Between Shades of Gray

Have you ever wondered what a human life is worth? That morning, my brother's was worth a pocket watch. 
Lina is just like any other fifteen-year-old Lithuanian girl in 1941. She paints, she draws, she gets crushes on boys. Until one night when Soviet officers barge into her home, tearing her family from the comfortable life they've known. Separated from her father, forced onto a crowded and dirty train car, Lina, her mother, and her young brother slowly make their way north, crossing the Arctic Circle, to a work camp in the coldest reaches of Siberia. Here they are forced, under Stalin's orders, to dig for beets and fight for their lives under the cruelest of conditions. 
Lina finds solace in her art, meticulously - and at great risk - documenting events by drawing, hoping these messages will make their way to her father's prison camp to let him know they are still alive. It is a long and harrowing journey, spanning years and covering 6,500 miles, but it is through incredible strength, love, and hope that Lina ultimately survives.Between Shades of Gray is a novel that will steal your breath and capture your heart.




I'm going to be very blunt right now: I would have enjoyed this a lot more if I had read this before The Book Thief.
Now don't take that statement the wrong way.  I did think this was a good book, especially, for a debut. But I just didn't find it as amazing as most others seemed to.

> **SUPPLIED DATA**
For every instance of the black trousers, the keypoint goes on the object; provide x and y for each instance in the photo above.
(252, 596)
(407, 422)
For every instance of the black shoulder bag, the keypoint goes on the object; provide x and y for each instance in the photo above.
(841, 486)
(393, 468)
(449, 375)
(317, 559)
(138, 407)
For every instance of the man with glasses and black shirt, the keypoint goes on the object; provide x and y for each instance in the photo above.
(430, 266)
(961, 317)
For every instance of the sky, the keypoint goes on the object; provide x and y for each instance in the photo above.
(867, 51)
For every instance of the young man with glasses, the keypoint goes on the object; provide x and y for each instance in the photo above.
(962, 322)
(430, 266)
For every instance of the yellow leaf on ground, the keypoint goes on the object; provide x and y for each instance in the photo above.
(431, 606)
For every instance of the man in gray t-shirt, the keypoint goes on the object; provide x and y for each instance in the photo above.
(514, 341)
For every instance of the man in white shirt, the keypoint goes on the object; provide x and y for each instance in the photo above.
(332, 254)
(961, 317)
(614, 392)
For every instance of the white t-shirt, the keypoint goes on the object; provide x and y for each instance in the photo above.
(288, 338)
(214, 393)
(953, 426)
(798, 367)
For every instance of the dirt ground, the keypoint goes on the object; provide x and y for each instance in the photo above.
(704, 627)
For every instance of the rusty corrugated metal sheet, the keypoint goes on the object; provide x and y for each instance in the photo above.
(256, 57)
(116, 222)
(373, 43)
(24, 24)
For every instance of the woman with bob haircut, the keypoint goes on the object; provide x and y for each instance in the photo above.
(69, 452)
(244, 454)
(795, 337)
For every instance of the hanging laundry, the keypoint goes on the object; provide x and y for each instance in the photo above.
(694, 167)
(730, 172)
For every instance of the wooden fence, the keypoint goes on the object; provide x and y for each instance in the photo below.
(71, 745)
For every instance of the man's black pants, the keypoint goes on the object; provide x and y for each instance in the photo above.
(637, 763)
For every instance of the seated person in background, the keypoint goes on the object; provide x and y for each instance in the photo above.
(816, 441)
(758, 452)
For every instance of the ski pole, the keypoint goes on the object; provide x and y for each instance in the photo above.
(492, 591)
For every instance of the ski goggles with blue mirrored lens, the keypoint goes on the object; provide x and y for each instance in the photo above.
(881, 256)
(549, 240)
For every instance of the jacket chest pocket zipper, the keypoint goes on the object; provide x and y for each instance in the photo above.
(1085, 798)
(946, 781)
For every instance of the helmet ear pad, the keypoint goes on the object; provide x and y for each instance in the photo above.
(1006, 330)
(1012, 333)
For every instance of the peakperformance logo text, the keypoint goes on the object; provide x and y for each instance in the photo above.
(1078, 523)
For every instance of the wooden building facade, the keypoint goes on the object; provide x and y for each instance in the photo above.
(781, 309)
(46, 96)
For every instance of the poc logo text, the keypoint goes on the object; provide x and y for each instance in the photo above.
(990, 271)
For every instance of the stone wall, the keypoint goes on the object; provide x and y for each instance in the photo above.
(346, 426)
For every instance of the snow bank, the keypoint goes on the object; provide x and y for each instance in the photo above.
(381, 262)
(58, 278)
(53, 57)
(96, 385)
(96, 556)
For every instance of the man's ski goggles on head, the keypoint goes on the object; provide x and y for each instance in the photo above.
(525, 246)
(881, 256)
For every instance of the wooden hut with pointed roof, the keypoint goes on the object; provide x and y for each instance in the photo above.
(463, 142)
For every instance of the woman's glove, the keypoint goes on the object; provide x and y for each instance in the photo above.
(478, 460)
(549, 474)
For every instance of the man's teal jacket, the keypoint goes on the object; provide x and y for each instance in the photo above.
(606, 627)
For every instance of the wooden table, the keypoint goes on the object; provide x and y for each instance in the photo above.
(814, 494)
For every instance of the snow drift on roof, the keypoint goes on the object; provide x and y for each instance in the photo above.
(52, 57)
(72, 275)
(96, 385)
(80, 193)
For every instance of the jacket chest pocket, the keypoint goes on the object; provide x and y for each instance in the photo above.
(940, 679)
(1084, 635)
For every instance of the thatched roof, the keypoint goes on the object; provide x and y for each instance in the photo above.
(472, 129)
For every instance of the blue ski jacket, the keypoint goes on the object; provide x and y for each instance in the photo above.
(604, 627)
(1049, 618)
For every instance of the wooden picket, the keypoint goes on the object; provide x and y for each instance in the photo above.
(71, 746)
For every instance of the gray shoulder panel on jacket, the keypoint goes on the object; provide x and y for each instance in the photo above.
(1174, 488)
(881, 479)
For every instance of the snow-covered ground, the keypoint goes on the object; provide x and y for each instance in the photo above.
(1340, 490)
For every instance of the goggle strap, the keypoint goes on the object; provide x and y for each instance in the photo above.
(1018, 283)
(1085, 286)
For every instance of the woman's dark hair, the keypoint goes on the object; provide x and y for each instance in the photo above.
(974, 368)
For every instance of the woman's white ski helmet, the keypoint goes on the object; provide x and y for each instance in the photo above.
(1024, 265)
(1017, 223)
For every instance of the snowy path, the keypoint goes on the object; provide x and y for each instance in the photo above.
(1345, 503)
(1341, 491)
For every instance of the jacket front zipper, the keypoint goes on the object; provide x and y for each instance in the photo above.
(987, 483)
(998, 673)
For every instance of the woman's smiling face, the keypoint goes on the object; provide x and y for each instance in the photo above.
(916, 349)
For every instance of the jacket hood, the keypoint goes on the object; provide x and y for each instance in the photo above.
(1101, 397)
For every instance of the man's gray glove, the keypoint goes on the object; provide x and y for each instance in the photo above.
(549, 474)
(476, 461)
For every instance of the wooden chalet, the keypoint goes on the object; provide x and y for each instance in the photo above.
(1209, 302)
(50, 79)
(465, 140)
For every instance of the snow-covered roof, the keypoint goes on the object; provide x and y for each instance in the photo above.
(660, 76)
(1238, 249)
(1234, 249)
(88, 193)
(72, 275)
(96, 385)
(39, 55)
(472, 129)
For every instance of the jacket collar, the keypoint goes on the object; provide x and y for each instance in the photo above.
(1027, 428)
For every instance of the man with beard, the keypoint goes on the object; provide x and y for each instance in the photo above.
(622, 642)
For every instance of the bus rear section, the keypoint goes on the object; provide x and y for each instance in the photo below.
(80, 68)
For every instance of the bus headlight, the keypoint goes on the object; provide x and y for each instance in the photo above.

> **EXERCISE TASK**
Copy the stretch from "Now don't take" through "others seemed to." of the text about Between Shades of Gray, swapping "debut" for "first novel".

> **OUTPUT FOR THIS EXERCISE**
Now don't take that statement the wrong way.  I did think this was a good book, especially, for a first novel. But I just didn't find it as amazing as most others seemed to.